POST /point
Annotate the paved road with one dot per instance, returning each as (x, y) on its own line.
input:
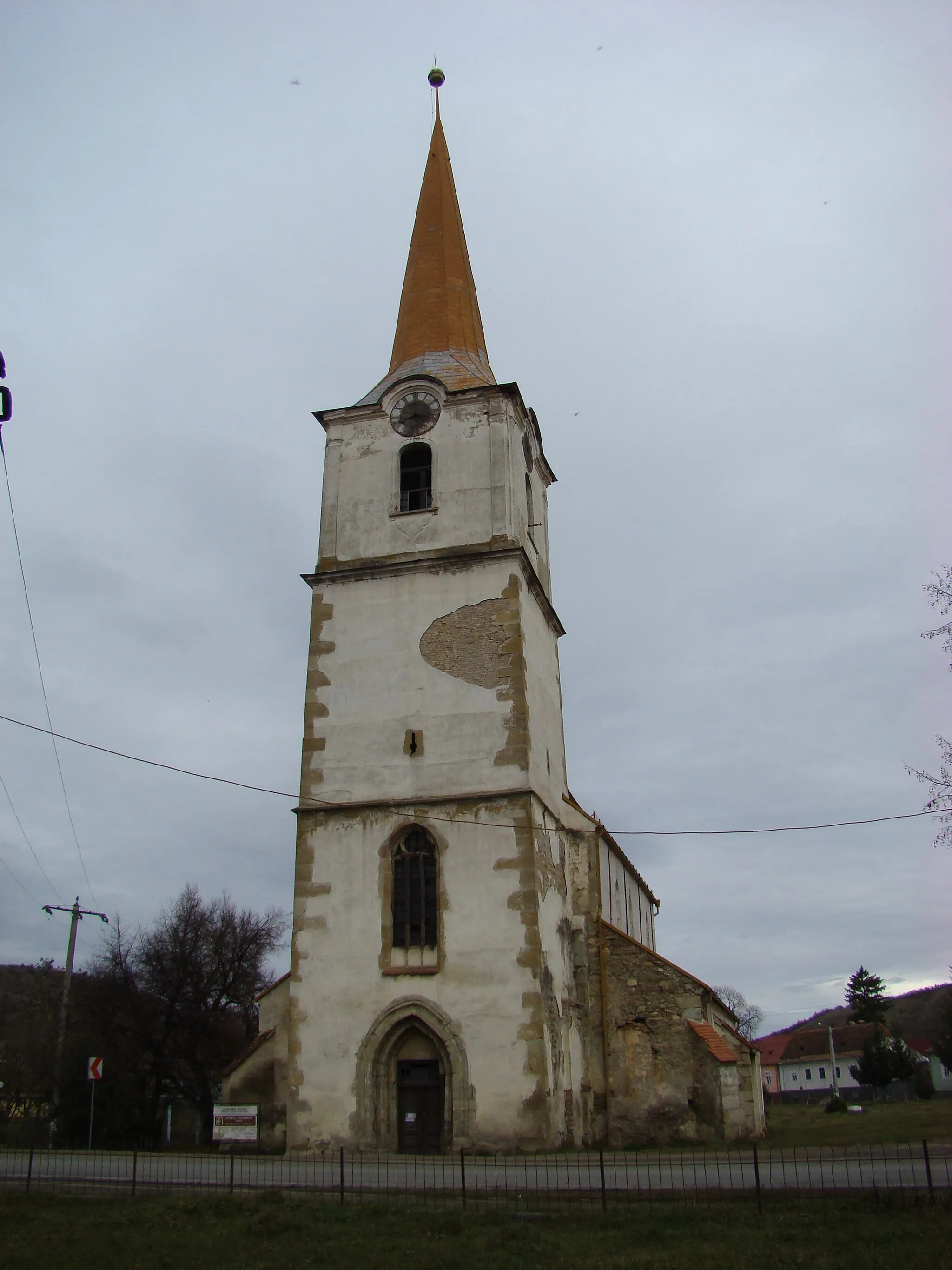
(498, 1179)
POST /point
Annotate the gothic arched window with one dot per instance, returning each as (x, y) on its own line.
(416, 478)
(414, 901)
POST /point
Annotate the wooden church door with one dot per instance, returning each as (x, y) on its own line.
(419, 1108)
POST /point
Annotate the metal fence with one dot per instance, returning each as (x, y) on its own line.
(605, 1182)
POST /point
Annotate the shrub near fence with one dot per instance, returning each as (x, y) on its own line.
(544, 1183)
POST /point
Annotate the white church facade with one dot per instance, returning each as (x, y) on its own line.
(474, 958)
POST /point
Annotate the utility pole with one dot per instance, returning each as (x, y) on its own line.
(77, 915)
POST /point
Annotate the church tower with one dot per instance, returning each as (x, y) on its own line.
(447, 970)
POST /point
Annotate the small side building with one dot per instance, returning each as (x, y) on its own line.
(261, 1075)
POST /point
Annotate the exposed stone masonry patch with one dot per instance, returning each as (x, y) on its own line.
(468, 644)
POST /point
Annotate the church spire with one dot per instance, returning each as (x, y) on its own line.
(440, 329)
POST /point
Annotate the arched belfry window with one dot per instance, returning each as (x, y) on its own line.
(416, 891)
(416, 478)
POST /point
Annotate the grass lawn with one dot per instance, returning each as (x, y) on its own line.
(880, 1122)
(177, 1234)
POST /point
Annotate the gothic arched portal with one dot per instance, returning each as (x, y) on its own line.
(413, 1064)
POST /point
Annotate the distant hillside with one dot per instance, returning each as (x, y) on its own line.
(912, 1014)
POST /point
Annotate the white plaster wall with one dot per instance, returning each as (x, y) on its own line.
(479, 484)
(380, 687)
(845, 1080)
(624, 902)
(341, 990)
(544, 695)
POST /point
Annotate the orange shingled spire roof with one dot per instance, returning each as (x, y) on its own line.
(440, 329)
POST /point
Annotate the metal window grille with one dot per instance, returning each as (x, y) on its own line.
(416, 892)
(416, 478)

------------------------------------

**WHAT YOU HAVE TO DO**
Echo every line of the material above verbatim, with the pictures omitted.

**RESPONSE**
POST /point
Annotate the paved road with one dot per instance, returning each as (x, y) on its own line.
input:
(498, 1179)
POST /point
Annotate the gothic arched window with one dot per instance, returning each as (x, y) on its own line.
(416, 478)
(414, 901)
POST /point
Annotate the wooden church door with one dot per instance, returning each as (x, y) on its own line.
(419, 1108)
POST /point
Annotate the metal fence with one dot per instance, returning each as (x, y) on its own line.
(605, 1182)
POST /point
Annotate the shrub near fence with one dot per instance, returning each as (x, y) on its own line.
(544, 1183)
POST /point
Annotate the white church facade with one dot per instance, returning each as (x, y) on its own line.
(474, 958)
POST /point
Annotate the utility pole with one dot per instance, returning each as (x, y) on its own line.
(77, 915)
POST /point
Annotate the church tower with one dot per instance, returning each as (x, y) on its own line.
(447, 970)
POST /point
Annotate the small side building with one dot per instance, returning each as (x, y) on its own line.
(261, 1075)
POST /point
Annotate the exposed stone masonry patch with one dot per instance, returning each as (x, y) on its own line.
(468, 644)
POST /point
Annotate the church spire with one dot per instance, returning each as (x, y) on its own line.
(440, 329)
POST /point
Annotate the arched belfry window with one dot per instance, returning each as (x, y) on its own line.
(416, 891)
(416, 478)
POST /point
Annotate the grass lawn with one dot per instance, returning each as (x, y) on its own line.
(880, 1122)
(177, 1234)
POST /point
Annotate the gothic arched portal with one dot per instance, returning each as (x, y) on its own line.
(413, 1064)
POST /point
Annotate the distant hillside with one dot per instance, returning each as (x, y) on its own line.
(912, 1014)
POST /point
Annotate the white plaster wall with one dot per instance, returning each as (x, y) on its own line.
(479, 484)
(380, 687)
(845, 1080)
(624, 902)
(341, 990)
(544, 695)
POST /point
Annotate the orange shingled spire roof with one dot per instance, returning each as (x, y) on its own line.
(440, 329)
POST /point
Annotate the metal window grille with one dot per instance, returning each as (x, y) on its own line.
(416, 892)
(416, 478)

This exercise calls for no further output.